ARBEITSAUFTRAG: Kopieren Sie aus dem nachstehenden Lesetext wortgetreu den Abschnitt, der mit den Worten „Ergo ergeht das“ beginnt und mit „stellen oder analysieren.“ endet.

LESETEXT:
==============================

Ergo ergeht das leider häufige Drohnenurteil:
Geliefert wie ____________.
Es ist mehr Betäubung als Rebellion. Doch um das zu untersuchen, müsste die Gesellschaft sich insgesamt in Frage stellen oder analysieren.
Ist das in allen Schulformen so wie geschildert?
Nein, die Lage ist deutlich differenzierter als die reißerische Überschrift und das stereotype stock photo es suggieren. Aber das würde vermutlich nicht ins Bild passen. Mit den Schulformen hat es aber m.E. nur sekundär zu tun. Entscheidend ist die jeweils betrachtete Region und die demographische Zusammensetzung der Schüler*innen dort. Wie hier im Artikel, im nord-ost-deutschen “fly-over-country” der Prignitz, der Uckermark, der Müritz, dem Darß usw., mit hauptsächlich “weißer”, autochtoner, a-religiöser Bevölkerung mag das ein virulentes Problem sein. Hier in Berlin, z.B. in meinen Berufsschulklassen: völlig Fehlanzeige. Die Leute sind derart festgezurrt im rigiden Korsett der Regeln ihrer autoritären Religionsgemeinschaften, dass sie nicht mal ein Bier anrühren würden. Nicht mit 12, nicht mit 17, nicht mit 21. “Rebellion”, “Grenzüberschreitung”, “Nervenkitzel”? Braucht man denen nicht mit kommen. Für die meisten von denen ist schon ein Kuss vor der Ehe ein Ding der Unmöglichkeit. Nicht, dass wir uns falsch verstehen: von mir aus geht das alles in Ordnung. Die könnten sich m.E. zwar mal ein bisschen locker machen (wozu ist denn Jugend sonst da?), aber wenn’s ihnen hilft… jedem “Tierchen” sein Plaisierchen.
“möglichst oft Gelegenheiten für Belohnungen schaffen”
Für den schulischen Kontext praktisch unmöglich. Soziale Medien, Computerspiele und Drogen produzieren INSTANTANE Belohnungsreize im Gehirn. Soll der Schüler / die Schülerin nach jeder Antwort (egal welche Qualität) einen Lolli hingelegt bekommen (ach ne, geht ja nicht, Schulen sind ja auch für “gesunde Ernährung” zuständig)? Oder ein “toll gemacht” (nutzt sich superschnell ab, das merken die Schüler sofort). Vielen Schülern ist zudem mittlerweile völlig egal, was nächste Woche, morgen oder in der nächsten Stunde passiert. Die wollen ihre “Belohnung” jetzt und sofort, wie soll Schule das leisten?
“Beispiel den Besuch eines Kletterwalds. Hier könnten sich Erwachsene im Hintergrund halten”

==============================

BEREITGESTELLTE ANGABEN:

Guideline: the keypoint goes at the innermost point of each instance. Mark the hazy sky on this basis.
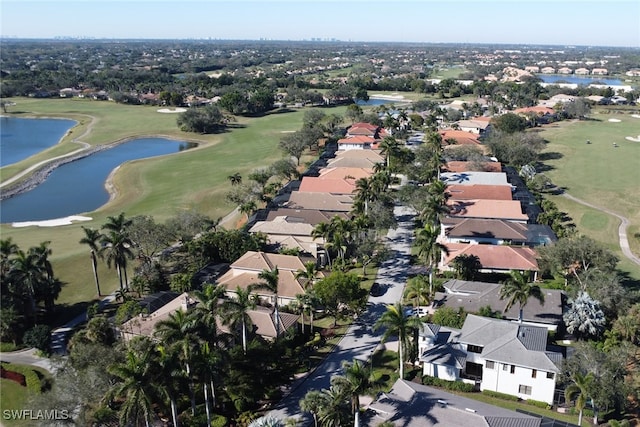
(558, 22)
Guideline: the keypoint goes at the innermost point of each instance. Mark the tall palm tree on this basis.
(396, 322)
(270, 280)
(92, 238)
(518, 289)
(357, 379)
(429, 249)
(236, 312)
(579, 390)
(135, 386)
(180, 329)
(235, 179)
(116, 250)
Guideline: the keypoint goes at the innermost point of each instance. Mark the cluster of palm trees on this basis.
(113, 245)
(26, 279)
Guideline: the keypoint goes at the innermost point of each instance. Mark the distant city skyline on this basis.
(542, 22)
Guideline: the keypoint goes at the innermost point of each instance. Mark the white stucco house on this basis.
(498, 355)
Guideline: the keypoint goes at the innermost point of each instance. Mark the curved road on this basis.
(360, 341)
(622, 229)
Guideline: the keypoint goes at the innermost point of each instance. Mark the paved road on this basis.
(622, 229)
(360, 341)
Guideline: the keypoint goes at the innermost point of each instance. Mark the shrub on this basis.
(538, 404)
(448, 385)
(499, 395)
(39, 337)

==============================

ERGEBNIS:
Ergo ergeht das leider häufige Drohnenurteil:
Geliefert wie ____________.
Es ist mehr Betäubung als Rebellion. Doch um das zu untersuchen, müsste die Gesellschaft sich insgesamt in Frage stellen oder analysieren.